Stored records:

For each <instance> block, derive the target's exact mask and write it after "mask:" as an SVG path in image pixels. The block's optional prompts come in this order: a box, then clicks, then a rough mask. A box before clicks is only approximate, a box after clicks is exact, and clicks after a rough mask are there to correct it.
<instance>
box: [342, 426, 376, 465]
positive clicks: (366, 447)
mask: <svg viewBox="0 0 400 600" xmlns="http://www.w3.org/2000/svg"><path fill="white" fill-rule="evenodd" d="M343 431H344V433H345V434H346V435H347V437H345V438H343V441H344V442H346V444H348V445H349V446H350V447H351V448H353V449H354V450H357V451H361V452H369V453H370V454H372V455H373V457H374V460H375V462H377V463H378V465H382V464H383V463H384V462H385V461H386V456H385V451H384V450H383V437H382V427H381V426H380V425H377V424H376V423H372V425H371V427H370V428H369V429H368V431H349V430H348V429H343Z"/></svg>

---

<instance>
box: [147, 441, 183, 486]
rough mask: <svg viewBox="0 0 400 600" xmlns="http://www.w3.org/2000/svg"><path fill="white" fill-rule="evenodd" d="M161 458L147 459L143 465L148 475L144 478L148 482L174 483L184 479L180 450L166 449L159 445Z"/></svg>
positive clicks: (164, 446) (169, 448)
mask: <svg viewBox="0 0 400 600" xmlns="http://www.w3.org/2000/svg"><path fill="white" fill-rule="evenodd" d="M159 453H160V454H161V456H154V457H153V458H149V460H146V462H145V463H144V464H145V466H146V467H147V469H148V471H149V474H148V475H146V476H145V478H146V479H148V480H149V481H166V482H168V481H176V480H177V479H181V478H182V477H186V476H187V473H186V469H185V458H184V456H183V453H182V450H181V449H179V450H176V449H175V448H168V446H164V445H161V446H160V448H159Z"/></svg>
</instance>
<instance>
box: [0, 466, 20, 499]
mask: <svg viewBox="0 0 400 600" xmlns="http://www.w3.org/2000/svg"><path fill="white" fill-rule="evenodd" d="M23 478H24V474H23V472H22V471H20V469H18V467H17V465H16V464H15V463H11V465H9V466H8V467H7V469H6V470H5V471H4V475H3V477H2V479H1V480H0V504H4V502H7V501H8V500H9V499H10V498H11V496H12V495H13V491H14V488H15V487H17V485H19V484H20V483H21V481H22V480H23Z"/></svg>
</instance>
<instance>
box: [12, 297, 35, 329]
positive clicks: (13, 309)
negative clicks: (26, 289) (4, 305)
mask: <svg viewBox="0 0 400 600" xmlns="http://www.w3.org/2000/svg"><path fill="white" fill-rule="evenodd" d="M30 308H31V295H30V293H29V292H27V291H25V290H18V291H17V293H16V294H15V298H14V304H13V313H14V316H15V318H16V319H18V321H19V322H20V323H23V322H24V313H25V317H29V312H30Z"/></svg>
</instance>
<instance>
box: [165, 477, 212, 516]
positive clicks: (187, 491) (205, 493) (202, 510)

Job ▸
Please select every line of the items above that contains the word "rough" and copy each one in full. Case counts.

Answer below ▸
For each <instance> block, derive the target's exact mask and write it after "mask:" as an SVG path in image pixels. The block's optional prompts come in this order: a box, then clicks, then a rough mask. A box before clicks is only approximate, a box after clicks is exact, and clicks after a rough mask are there to correct it.
rough mask: <svg viewBox="0 0 400 600" xmlns="http://www.w3.org/2000/svg"><path fill="white" fill-rule="evenodd" d="M161 458L147 459L143 465L148 475L144 478L148 482L174 483L184 479L180 450L166 449L159 445Z"/></svg>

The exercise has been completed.